Return nothing but the lines from the line containing "If you could mark the metal" through the last line of the records, reproduced exactly.

[Begin Material provided]

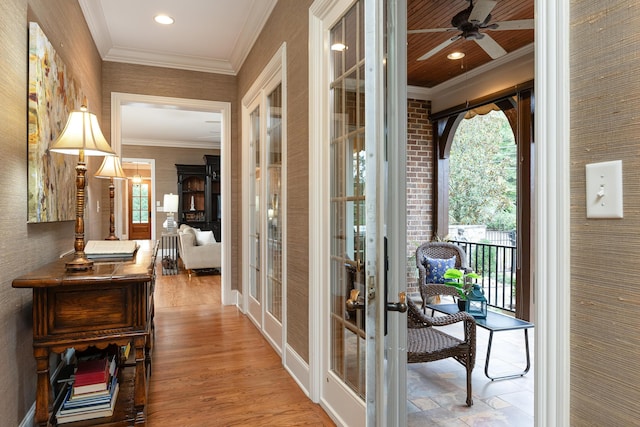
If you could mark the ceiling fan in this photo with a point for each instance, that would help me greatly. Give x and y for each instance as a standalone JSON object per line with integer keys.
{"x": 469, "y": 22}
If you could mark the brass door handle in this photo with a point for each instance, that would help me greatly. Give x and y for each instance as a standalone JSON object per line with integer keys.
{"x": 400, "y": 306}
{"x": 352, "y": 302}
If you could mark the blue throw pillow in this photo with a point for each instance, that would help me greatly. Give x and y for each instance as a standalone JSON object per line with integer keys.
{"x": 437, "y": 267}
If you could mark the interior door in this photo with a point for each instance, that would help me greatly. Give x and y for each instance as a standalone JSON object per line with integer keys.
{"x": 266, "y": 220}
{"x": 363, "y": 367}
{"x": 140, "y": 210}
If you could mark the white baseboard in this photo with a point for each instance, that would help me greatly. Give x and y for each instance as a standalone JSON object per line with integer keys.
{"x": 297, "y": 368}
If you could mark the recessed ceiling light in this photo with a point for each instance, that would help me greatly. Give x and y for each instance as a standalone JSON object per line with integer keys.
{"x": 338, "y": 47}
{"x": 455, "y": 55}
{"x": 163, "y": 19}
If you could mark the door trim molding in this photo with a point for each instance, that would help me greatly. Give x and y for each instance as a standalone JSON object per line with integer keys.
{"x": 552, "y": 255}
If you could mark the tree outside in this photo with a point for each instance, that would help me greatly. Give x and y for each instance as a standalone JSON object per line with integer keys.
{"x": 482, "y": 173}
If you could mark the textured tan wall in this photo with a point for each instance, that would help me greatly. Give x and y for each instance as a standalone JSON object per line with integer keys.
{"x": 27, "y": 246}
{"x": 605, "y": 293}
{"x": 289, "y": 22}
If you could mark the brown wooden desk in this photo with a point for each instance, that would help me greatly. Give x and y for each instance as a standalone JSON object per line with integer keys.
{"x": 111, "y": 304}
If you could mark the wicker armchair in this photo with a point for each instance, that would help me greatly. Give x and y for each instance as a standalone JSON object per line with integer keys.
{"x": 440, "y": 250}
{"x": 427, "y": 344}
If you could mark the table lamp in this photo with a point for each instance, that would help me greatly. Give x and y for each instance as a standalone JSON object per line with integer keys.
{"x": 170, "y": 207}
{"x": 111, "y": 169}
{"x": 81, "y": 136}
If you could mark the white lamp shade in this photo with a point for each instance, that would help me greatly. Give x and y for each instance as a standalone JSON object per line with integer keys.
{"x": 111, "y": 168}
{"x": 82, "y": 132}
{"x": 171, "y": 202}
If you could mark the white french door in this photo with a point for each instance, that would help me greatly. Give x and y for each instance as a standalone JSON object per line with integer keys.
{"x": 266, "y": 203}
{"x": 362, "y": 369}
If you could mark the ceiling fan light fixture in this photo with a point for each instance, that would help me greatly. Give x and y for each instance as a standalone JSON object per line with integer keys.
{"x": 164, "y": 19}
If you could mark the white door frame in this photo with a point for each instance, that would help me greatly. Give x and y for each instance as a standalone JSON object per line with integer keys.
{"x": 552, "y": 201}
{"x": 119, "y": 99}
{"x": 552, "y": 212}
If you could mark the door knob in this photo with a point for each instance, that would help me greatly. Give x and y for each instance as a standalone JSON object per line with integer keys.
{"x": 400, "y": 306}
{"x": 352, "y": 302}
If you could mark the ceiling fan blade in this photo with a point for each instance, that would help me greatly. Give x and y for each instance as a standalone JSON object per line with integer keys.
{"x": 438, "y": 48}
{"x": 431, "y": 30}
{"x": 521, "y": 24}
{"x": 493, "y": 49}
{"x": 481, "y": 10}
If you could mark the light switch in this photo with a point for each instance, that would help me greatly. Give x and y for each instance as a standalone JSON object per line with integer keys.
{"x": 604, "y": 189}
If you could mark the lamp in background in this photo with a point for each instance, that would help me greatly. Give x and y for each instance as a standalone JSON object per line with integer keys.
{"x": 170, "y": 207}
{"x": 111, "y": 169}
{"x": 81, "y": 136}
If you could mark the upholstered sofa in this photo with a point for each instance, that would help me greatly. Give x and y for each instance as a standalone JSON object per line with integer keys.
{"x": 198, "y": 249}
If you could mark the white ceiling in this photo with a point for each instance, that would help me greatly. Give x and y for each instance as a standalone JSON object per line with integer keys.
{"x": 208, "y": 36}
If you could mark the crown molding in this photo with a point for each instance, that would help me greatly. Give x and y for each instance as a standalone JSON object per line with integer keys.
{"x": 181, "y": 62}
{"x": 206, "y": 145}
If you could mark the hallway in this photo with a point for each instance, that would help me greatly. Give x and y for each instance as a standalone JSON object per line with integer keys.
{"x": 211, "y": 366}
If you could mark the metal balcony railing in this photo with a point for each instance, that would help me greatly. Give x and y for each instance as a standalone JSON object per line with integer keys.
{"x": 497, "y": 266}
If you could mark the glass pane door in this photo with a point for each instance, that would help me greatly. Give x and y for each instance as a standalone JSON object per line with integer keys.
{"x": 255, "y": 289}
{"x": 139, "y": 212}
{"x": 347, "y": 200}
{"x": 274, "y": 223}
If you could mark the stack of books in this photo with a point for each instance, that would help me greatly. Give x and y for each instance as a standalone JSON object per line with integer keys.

[End Material provided]

- [Task response]
If you could mark the metal balcony railing in this photo with a point for each instance, that would help me greatly. Give x and y for each instance as a standalone JSON object per line with integer keys.
{"x": 497, "y": 266}
If you could mark the glass pane door in this photo with a point for each instance, that would help me greatly. Give x and y for each instance as a standalone JSON object per line with integer keys.
{"x": 255, "y": 289}
{"x": 139, "y": 212}
{"x": 347, "y": 200}
{"x": 274, "y": 223}
If you could mark the stack of books in this photo with a point for each instance, that would help me greatly. Give x and y for each instance as a standalone JSON object per line with integer keys.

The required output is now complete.